- EXTRAIT FOURNI
────────────────────────────────────────

Prêts liés à la durabilité : ce n’est qu’un début!

Le lancement, par Enbridge Inc., de son premier prêt lié à la durabilité de 1 milliard de dollars canadiens en février 2021 a marqué une étape cruciale non seulement pour l’entreprise elle-même, mais aussi pour les prêts liés à la durabilité en tant qu’instruments flexibles, indépendants des secteurs, qui permettent aux sociétés de faire progresser la lutte contre les changements climatiques et d’influer sur des enjeux sociaux importants.
À peine un an plus tard, le produit a dépassé toutes les attentes, et peu auraient pu imaginer la rapidité et l'ampleur de l'engouement pour les prêts liés à la durabilité, qui incitent les entreprises à atteindre des objectifs de durabilité de grande envergure grâce à des conditions financières qui récompensent des objectifs de durabilité significatifs et prédéterminés.
Les prêts liés à la durabilité ont pris d'assaut l'Amérique du Nord et le monde entier, avec plus de 370 milliards de dollars annoncés en 2021, soit 30 % de la dette durable émise dans le monde, et ce rythme devrait s'accélérer à mesure que la transition vers un monde plus sobre en carbone s'accélère.
De nos jours, les prêts liés à la durabilité attirent l’attention non seulement des sociétés et secteurs « verts » traditionnels, mais aussi de ceux qui le sont historiquement moins et dont les objectifs liés aux facteurs ESG témoignent d’une volonté à créer un avenir plus durable.
Enbridge en est un bon exemple : à peine trois mois après son entrée sur le marché des prêts liés à la durabilité, cette multinationale canadienne du secteur des pipelines a récidivé avec une émission d’obligations liées à la durabilité de 1,5 milliard de dollars américains et a annoncé un cadre complet d’obligations liées à la durabilité.
Instruments souples et indépendants des secteurs
L’essor des prêts liés à la durabilité va de pair avec une prise de conscience de la part d’entreprises de nombreux secteurs : celles-ci comprennent que si elles investissent du temps et des ressources dans l’élaboration d’une stratégie de développement durable robuste, leurs coûts d’emprunt s’aligneront directement sur leurs améliorations et leurs objectifs en matière de durabilité.
Aujourd’hui, cet instrument de financement est abordé dans presque chaque conversation sur le crédit aux entreprises avec nos clients, dont beaucoup ont innové en lançant des prêts liés à la durabilité en Amérique du Nord et ailleurs dans le monde, à commencer par Les Aliments Maple Leaf Inc. Celle-ci a marqué l’histoire du développement durable en décembre 2019 en concluant le tout premier prêt lié à la durabilité au Canada.

────────────────────────────────────────

Enregistrements d'un jeu d'annotation par points
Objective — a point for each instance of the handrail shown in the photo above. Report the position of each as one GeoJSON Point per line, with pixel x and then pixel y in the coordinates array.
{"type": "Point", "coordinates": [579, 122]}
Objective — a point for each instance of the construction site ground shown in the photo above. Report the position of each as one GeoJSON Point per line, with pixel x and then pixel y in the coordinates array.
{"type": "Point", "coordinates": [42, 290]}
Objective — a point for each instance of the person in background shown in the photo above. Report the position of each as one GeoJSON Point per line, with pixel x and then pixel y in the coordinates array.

────────────────────────────────────────

- TÂCHES DE L'EXERCICE
1 - D'après l'article sur les prêts liés à la durabilité, quelle entreprise a conclu le tout premier prêt lié à la durabilité au Canada ?
2 - Indiquez si chacune de ces affirmations concorde avec l'article sur les prêts liés à la durabilité, en citant les mots qui tranchent : (a) le premier prêt lié à la durabilité d'Enbridge s'élevait à 1 milliard de dollars canadiens ; (b) en 2021, les prêts liés à la durabilité représentaient la moitié de la dette durable émise dans le monde ; (c) Enbridge a émis ses obligations liées à la durabilité un an après son premier prêt lié à la durabilité.
3 - Rédigez la suite de l'article sur les prêts liés à la durabilité à partir de sa dernière phrase.
La liste constitue un matériau distinct de l'article.

- RÉPONSES DANS L'ORDRE
1 - Les Aliments Maple Leaf Inc.

2 -
(a) Oui : « son premier prêt lié à la durabilité de 1 milliard de dollars canadiens ».
(b) Non : « soit 30 % de la dette durable émise dans le monde ».
(c) Non : « à peine trois mois après son entrée sur le marché des prêts liés à la durabilité ».

3 -
Au cours des deux derniers mois seulement, beaucoup d’autres clients ont joint cette cohorte. Saputo et Sandstorm sont récemment devenues, respectivement, le premier producteur laitier et la première société de redevances minières d’Amérique du Nord à contracter des prêts liés à la durabilité. En septembre, TC Transcontinental a été la première entreprise d’emballage à le faire. Peu après Sandstorm, Teck Resources Ltd., la plus grande société minière diversifiée du Canada, est devenue un des premiers producteurs miniers d’Amérique du Nord à contracter un prêt lié à la durabilité structuré en fonction d’indicateurs de rendement clés (IRC) liés à trois thèmes : action climatique, diversité de genre et inclusion, et santé et sécurité.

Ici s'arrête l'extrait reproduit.